Work order:
Set the whole listing down again without deviation.
--- The input ---
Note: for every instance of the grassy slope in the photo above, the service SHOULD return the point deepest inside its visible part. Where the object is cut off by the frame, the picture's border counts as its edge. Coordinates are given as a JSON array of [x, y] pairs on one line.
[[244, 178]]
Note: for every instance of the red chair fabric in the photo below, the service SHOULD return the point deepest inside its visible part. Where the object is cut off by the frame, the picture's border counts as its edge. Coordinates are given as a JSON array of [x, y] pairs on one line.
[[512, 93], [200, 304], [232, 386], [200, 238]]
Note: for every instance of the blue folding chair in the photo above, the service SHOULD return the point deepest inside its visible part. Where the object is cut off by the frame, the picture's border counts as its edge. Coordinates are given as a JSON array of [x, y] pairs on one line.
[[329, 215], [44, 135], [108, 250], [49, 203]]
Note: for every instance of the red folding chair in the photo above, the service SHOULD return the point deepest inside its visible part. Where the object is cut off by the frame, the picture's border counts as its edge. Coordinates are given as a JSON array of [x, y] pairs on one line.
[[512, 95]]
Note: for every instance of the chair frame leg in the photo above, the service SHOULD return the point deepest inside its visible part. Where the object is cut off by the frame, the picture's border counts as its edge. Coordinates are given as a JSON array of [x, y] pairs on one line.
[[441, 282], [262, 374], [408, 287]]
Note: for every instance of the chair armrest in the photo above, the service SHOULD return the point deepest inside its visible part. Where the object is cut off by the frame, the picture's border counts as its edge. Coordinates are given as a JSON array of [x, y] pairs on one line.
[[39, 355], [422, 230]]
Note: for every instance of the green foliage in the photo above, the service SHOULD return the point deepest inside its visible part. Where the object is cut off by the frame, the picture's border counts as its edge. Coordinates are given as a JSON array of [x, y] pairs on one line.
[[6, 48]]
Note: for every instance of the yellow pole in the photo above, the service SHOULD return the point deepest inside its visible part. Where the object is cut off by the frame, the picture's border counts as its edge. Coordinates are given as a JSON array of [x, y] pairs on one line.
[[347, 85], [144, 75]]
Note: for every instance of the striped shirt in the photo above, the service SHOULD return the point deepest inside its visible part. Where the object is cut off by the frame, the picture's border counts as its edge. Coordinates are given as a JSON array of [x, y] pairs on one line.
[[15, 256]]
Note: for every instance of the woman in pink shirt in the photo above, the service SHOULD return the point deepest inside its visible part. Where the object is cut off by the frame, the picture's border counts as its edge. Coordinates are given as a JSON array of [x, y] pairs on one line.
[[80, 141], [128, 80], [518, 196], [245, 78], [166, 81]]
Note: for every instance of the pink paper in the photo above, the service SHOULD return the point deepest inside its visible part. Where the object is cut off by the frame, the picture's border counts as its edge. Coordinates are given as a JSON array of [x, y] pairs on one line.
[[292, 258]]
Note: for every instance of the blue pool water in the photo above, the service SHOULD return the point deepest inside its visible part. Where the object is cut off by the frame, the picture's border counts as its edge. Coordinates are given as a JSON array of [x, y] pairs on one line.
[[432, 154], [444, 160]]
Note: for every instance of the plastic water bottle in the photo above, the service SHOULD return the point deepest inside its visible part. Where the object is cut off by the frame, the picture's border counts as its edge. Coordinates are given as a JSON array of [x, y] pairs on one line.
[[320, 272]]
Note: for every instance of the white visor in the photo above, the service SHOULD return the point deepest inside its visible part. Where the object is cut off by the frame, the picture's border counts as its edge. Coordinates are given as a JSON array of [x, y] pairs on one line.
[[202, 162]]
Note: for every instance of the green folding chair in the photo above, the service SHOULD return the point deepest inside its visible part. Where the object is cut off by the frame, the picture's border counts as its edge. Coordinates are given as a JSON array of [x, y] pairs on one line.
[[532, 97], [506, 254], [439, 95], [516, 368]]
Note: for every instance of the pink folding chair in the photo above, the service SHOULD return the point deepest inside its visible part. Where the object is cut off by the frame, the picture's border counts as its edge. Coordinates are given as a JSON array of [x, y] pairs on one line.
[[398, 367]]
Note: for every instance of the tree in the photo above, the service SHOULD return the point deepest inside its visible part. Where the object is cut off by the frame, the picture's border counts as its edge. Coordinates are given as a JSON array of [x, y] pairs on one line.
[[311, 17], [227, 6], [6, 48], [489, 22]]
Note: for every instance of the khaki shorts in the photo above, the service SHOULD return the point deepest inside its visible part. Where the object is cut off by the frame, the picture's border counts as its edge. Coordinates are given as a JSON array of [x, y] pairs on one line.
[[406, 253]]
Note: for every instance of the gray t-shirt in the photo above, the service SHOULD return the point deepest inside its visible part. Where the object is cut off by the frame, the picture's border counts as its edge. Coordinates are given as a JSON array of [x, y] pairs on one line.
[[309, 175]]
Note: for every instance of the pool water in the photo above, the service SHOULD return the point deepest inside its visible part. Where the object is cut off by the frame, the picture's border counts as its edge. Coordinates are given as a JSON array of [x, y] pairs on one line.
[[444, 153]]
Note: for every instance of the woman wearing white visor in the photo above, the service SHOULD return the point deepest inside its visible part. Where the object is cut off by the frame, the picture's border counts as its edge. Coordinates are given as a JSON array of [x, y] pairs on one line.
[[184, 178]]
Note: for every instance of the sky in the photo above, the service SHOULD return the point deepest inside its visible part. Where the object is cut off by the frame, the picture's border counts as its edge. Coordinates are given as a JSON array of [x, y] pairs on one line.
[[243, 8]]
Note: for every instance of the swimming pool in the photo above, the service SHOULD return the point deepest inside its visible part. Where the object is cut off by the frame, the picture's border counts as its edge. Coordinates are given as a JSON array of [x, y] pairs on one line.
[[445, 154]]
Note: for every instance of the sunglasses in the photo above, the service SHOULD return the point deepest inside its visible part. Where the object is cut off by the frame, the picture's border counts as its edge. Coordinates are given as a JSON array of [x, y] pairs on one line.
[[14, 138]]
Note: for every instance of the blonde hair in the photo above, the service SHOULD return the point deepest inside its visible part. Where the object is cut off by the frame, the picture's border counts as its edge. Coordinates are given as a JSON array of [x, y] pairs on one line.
---
Solution for this problem:
Note: for every instance of the grassy slope in the photo above, the service SHOULD return the point deepest inside its visible part. Where the object is cut off by the frame, the picture's border counts as its edge. Coordinates are given as a JSON array of [x, y] pairs on one line.
[[244, 178]]
Note: for every instance of the red chair fabric in the photo below, the service SHOULD return the point deepest inside its visible part. Where the object is cut off by the frame, the picture's border counts as its edge. Coordinates are given as a JSON array of [x, y] pairs on one line.
[[512, 93], [200, 304], [232, 386], [200, 238]]
Note: for every instance of the blue folding chair in the photo above, the service SHOULD return the point deepest inside its visible part. Where the object is cut off by the frame, the picture's border counts as its edge. Coordinates are given as a JSON array of [x, y] pairs on one line.
[[329, 215], [44, 135], [108, 250], [49, 203]]
Note: for every instance of the red folding chair in the photo above, the service SHOULD return the point deepest inside its visible part. Where the object is cut off by the frame, the picture's border counts as its edge. Coordinates are given as a JSON array of [x, y] pairs on one line.
[[512, 95]]
Note: for every instance of the chair frame leg in the photo above, the service SHOULD return the point deepest inside its visible part. Where the object is cut off by the frame, the picture's border counts as its edge. Coordinates are given as a JSON array of [x, y] pairs on one line.
[[441, 282], [262, 374], [408, 287]]
Note: for every instance of the chair armrest in the photo above, the service SHOULD return the point deepest inside its visible part. Where the object is cut off by the frame, the picture's border counts as its edge. Coordinates are given as a JSON array of [x, y] pairs on one line.
[[39, 355], [422, 230]]
Note: for every instance of the green foliage in the photo above, the service SHOULD return the point deepest inside its visible part. Where the object is cut off by the frame, the picture's border counts as its edge. Coordinates are given as a JSON array of [x, y] pairs on one line.
[[6, 48]]
Note: for every instance of the yellow pole in the photo above, the service SHOULD return the point deepest inside its visible part. Where the object is cut off by the frame, the picture's border counts as its edge. Coordinates are given as a JSON array of [x, y] pairs on one line.
[[347, 85], [144, 75]]
Note: for every instance of the striped shirt in the photo above, the service SHOULD return the point deepest inside its visible part. Where the object is cut off by the frame, the picture's border counts as its edge. Coordinates are given as a JSON array of [x, y] pairs on one line.
[[15, 256]]
Note: for every instance of the woman in pink shirt in the photo above, the service SHOULD return the point deepest inside its visible part. Where the object is cut off by the frame, the picture's border counts as its edge. Coordinates are given as a JSON array of [x, y] pairs on one line.
[[80, 141], [128, 80], [518, 196], [245, 78], [166, 81]]
Note: for every instance of the pink paper in the photo above, the service SHOULD return the point deepest inside its visible part. Where the object is cut off by the frame, the picture's border counts as its edge. Coordinates are given as a JSON array of [x, y] pairs on one line.
[[292, 258]]
Note: for every instance of the blue pool water in the photo above, the service SHOULD return the point deepest inside its visible part. Where the object is cut off by the frame, the picture's border counts as its edge. Coordinates are given as a JSON array of [x, y] pairs on one line.
[[432, 154], [444, 160]]
Note: for every instance of the plastic water bottle in the photo above, the service SHOULD return the point deepest inside its visible part. Where the object is cut off by the frame, the picture's border counts as its edge. Coordinates are given as a JSON array of [x, y] pairs on one line.
[[320, 272]]
Note: for every instance of the white visor in the photo above, the service SHOULD return the point deepest inside its visible part. Where the object is cut off by the frame, the picture's border counts as its edge. Coordinates are given as a JSON array of [x, y] pairs on one line.
[[202, 162]]
Note: for every instance of the green folding chair in the photo above, the service SHOULD return the point deepest inside its visible part. Where the object is cut off by the frame, the picture's border counts as its edge. Coordinates are given as a JSON array of [x, y] pairs on one line.
[[532, 97], [506, 254], [439, 95], [516, 368]]
Note: for every instance of the pink folding chair in the photo above, the service SHOULD return the point deepest inside its visible part. Where the object is cut off by the frame, the picture's border counts as its edge. Coordinates are given as a JSON array of [x, y] pairs on one line.
[[398, 367]]
Note: for every instance of the tree in the photo above, the service SHOULD return the point deepest inside its visible part. Where the object is cut off by the frame, the picture's border counts as its edge. Coordinates are given as a JSON array of [x, y] pairs on one line.
[[311, 17], [227, 6], [6, 48], [489, 22]]
Note: for every instance of the khaki shorts in the photo above, the service SHOULD return the point deepest inside its visible part. Where the object is cut off by the frame, the picture's border counts as its edge. Coordinates are given as a JSON array of [x, y] pairs on one line.
[[406, 253]]
Note: for every instance of the gray t-shirt in the photo above, the service SHOULD return the point deepest inside its visible part. Where the object is cut off by the frame, the picture's border counts as its edge. Coordinates are given as a JSON array of [x, y] pairs on one line.
[[309, 175]]
Note: for every instance of the pool water in the photo above, the service SHOULD return the point deepest inside its visible part. Where the object is cut off by the frame, the picture's border counts as its edge. Coordinates are given as a JSON array of [x, y] pairs on one line.
[[444, 153]]
Note: for every instance of the woman wearing white visor in the photo above, the service SHOULD return the point deepest inside its visible part. Where the object is cut off by the frame, the picture's border counts as its edge. Coordinates are given as a JSON array of [x, y] pairs on one line.
[[184, 178]]
Note: for every instance of the sky in the photo above, the service SHOULD return the point deepest inside its visible part. Where the object is cut off by the frame, the picture's border counts as its edge. Coordinates are given as a JSON array of [x, y] pairs on one line.
[[243, 8]]
Note: for every instance of the swimming pool in the photo above, the service SHOULD return the point deepest inside its visible part. Where the object is cut off by the frame, the picture's border counts as its edge. Coordinates are given as a JSON array of [x, y] pairs on one line.
[[445, 154]]
Note: for every instance of the sunglasses in the photo above, the service SHOULD return the point deepest inside its visible part. Where the object is cut off by the frame, the picture's border counts as its edge. Coordinates are given as a JSON array of [x, y] pairs on one line.
[[14, 138]]
Note: for every instance of the blonde hair in the photo above, the service SHOULD return the point deepest inside its visible part. Where the object is cut off by the frame, the picture's border counts as its edge. Coordinates are given as a JSON array of [x, y] pairs on one line.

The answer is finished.